(Object detection data)
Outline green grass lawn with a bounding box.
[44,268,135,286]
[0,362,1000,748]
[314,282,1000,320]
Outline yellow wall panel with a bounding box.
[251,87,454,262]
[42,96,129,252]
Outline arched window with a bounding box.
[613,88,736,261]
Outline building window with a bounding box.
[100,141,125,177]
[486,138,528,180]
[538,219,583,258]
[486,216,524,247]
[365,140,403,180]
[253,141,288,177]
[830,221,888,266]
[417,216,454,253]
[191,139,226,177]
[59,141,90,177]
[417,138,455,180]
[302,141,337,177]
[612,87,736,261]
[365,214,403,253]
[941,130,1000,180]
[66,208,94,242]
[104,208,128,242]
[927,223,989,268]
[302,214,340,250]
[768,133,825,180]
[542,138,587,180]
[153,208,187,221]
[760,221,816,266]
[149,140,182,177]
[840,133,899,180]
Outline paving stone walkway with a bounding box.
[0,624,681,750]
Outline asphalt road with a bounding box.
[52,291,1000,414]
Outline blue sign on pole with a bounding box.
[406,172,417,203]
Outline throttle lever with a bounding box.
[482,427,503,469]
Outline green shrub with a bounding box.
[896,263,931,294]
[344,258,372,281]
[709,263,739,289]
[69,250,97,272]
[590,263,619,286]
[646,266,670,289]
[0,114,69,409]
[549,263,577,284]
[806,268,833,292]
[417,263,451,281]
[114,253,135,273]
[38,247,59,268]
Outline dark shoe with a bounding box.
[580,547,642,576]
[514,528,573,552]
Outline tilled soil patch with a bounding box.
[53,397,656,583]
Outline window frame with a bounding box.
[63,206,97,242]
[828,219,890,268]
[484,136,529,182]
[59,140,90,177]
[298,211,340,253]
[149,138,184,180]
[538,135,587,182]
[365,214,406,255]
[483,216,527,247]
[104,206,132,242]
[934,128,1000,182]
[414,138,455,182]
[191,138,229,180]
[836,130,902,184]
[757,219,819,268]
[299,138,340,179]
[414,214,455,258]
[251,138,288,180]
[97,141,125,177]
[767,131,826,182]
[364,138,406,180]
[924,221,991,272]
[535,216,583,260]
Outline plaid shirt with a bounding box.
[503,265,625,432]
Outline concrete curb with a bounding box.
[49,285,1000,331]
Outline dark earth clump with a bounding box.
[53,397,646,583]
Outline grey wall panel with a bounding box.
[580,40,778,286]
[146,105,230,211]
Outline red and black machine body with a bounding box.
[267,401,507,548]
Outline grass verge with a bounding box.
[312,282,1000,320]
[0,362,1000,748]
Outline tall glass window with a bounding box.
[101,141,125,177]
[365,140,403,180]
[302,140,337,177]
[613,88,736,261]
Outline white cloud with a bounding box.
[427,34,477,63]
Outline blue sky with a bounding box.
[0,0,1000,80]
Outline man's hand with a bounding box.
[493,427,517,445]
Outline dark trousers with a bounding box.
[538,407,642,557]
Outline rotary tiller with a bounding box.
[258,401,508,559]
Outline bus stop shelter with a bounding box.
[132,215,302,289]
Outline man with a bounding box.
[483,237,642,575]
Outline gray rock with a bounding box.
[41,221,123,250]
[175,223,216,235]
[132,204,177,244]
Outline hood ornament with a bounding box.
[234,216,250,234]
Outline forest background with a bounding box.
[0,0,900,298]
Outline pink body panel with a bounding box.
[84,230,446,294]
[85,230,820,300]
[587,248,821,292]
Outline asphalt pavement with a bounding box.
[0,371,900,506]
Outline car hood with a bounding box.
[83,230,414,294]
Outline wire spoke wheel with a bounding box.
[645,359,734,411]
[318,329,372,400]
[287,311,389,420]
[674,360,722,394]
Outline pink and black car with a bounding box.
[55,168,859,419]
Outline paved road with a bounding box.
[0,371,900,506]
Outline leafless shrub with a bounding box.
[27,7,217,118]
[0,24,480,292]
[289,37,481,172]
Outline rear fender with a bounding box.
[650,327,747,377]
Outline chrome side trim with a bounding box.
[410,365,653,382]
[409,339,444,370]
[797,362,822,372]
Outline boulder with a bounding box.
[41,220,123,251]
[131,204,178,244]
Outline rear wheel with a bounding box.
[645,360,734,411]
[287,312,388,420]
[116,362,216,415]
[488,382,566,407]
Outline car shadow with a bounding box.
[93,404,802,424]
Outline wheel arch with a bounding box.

## Exercise prompt
Can you rewrite the stretch of the listing from the line containing "Outline concrete curb with a bounding box." through the line containing "[427,34,477,63]", keeping every request line as it is, and rescale each bounding-box coordinate by a factor of 2.55, rounding to whole numbers with halves rounded up?

## Task answer
Outline concrete curb with a bounding box.
[125,727,2550,844]
Outline dark earth clump with a bounding box.
[135,1012,1647,1487]
Outline grey wall panel with a bounding box.
[1479,102,1984,729]
[372,268,587,538]
Outline red and black machine body with a bounding box.
[681,1023,1293,1397]
Outline grass verge with a bounding box.
[796,719,2550,816]
[0,923,2550,1907]
Outline tall glass window with a bounding box.
[258,360,319,451]
[931,357,1028,459]
[770,357,859,451]
[1563,224,1877,666]
Outline white cloud with a bounding box.
[1089,87,1216,161]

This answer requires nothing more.